▶ THE PROBLEM
Put every line of the listing below into a numbered list, leaving out any blank lines.

▶ AVAILABLE RECORDS

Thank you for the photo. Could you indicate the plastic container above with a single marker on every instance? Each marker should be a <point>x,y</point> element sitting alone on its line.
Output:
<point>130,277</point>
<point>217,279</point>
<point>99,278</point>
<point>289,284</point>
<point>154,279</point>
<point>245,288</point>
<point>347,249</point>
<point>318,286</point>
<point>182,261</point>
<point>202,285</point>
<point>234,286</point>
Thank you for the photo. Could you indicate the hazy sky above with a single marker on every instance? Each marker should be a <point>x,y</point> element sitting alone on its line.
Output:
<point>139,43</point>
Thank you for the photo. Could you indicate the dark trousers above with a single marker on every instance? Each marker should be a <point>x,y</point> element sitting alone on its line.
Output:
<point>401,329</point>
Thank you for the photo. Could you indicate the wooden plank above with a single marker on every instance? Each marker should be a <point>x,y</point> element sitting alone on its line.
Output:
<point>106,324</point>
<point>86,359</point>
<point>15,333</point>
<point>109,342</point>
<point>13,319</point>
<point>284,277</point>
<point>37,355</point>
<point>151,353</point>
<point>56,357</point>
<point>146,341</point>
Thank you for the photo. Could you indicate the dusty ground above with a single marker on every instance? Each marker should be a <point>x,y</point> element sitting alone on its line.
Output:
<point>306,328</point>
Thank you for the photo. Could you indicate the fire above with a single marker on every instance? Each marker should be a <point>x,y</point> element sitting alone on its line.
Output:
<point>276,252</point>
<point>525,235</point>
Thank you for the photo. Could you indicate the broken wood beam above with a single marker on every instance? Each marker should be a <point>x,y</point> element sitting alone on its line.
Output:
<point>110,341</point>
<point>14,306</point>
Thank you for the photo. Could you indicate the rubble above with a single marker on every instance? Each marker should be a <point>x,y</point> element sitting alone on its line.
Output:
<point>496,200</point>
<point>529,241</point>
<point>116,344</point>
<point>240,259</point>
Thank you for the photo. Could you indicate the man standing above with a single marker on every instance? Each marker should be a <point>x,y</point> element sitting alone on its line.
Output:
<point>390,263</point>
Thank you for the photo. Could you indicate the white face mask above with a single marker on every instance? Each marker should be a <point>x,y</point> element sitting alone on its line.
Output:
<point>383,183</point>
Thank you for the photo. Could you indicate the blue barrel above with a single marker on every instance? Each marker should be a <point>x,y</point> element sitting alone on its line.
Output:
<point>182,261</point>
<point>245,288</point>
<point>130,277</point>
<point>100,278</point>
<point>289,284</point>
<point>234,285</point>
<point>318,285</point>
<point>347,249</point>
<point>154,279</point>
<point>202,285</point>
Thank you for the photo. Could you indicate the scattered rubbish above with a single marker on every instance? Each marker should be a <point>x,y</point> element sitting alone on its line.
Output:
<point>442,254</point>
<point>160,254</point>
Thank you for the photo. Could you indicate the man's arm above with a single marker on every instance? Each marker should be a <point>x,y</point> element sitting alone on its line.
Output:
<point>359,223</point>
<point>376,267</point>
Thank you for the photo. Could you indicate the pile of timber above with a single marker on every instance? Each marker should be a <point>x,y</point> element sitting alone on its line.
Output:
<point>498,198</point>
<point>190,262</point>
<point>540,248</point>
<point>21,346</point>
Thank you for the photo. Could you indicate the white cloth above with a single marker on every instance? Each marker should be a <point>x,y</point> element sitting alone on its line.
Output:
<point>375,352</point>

▶ EXERCISE RESULT
1. Thank you for the photo. Could you indicate the plastic container above with a single marker on every instance? Each marker should be a <point>x,y</point> element sitting alone on its line.
2. Output:
3. <point>130,277</point>
4. <point>217,279</point>
5. <point>99,278</point>
6. <point>289,284</point>
7. <point>154,279</point>
8. <point>245,288</point>
9. <point>347,249</point>
10. <point>318,286</point>
11. <point>182,261</point>
12. <point>202,285</point>
13. <point>234,286</point>
14. Thank you for the photo. Could you indicate the hazy sky above with a single marker on every instance? Each marker should be a <point>x,y</point> element sitting alone on its line.
15. Output:
16. <point>139,43</point>
17. Thank you for the photo. Could you indicate the dark trousers above with a single marker on every instance? Each marker should be a <point>x,y</point> element sitting alone on its line.
18. Output:
19. <point>401,329</point>
20. Thank you for the photo. Could you indicate the wooden plank above with a single marker on every instance? Each marker should be a <point>x,y</point> element sitting alone on its line.
21. Output:
22. <point>106,324</point>
23. <point>86,359</point>
24. <point>15,333</point>
25. <point>109,342</point>
26. <point>13,319</point>
27. <point>284,277</point>
28. <point>37,355</point>
29. <point>151,353</point>
30. <point>56,357</point>
31. <point>146,341</point>
32. Thank you for the photo. Could you indicate the dusty ground above with a single marker on every instance? Each marker should be a <point>x,y</point> element sitting alone on its line.
33. Output:
34. <point>306,328</point>
35. Thank you for the photo. Could you indicate the fire above with a single marker on every instance? Each marker should be a <point>x,y</point> element sitting alone on its line.
36. Output:
37. <point>276,252</point>
38. <point>525,235</point>
39. Thank you for the photo. Could you indicate the broken wood beam above with a single marker on every instance? Each marker should be a <point>x,y</point> element sitting alone on its line.
40. Output:
41. <point>110,341</point>
42. <point>14,306</point>
43. Thank you for the photo. Could you indicate the rubble above with a single marker on every instance? Each marker should be a <point>x,y</point> element sitting alone on its line.
44. Output:
45. <point>496,200</point>
46. <point>529,241</point>
47. <point>116,344</point>
48. <point>240,259</point>
49. Thank you for the photo. Could you indicate the man standing above with a single marker on every instance? Each marker should be a <point>x,y</point> element sitting alone on its line.
50. Output:
51. <point>390,263</point>
52. Thank you for the photo. Could you indicate the white face mask above with a single marker on every instance? Each marker should be a <point>x,y</point> element sitting alone on its line.
53. Output:
54. <point>383,183</point>
55. Thank you for the photo. Could you indicate the blue barrel above with a single marker on every instance? Each marker should be a <point>x,y</point> element sitting alone on its line.
56. Output:
57. <point>182,261</point>
58. <point>245,288</point>
59. <point>130,277</point>
60. <point>100,278</point>
61. <point>289,284</point>
62. <point>234,285</point>
63. <point>318,285</point>
64. <point>347,249</point>
65. <point>154,279</point>
66. <point>202,285</point>
67. Thank you for the photo. Could you indicate the scattered rubbish above with a single marker on every instance? Each marker should be a <point>x,y</point> element sitting alone on its line.
68. Output:
69. <point>442,254</point>
70. <point>160,254</point>
71. Thank you for the photo. Could you indicate the man's arm above with a single marker on every instance? Each marker should be a <point>x,y</point> element sitting alone on its line.
72. Output:
73. <point>359,223</point>
74. <point>376,267</point>
75. Thank you for the photo. Could you indicate the pile of timber above with a single marker on every instance? Each marker should be a <point>x,y</point> element sitting alone on its line.
76. Output:
77. <point>498,198</point>
78. <point>190,262</point>
79. <point>540,248</point>
80. <point>21,346</point>
81. Thank you for the photo. Could you indicate the white cloth above with a single marker on every instance? Each marker should be a <point>x,y</point> element sitting alone on its line.
82. Output:
83. <point>375,352</point>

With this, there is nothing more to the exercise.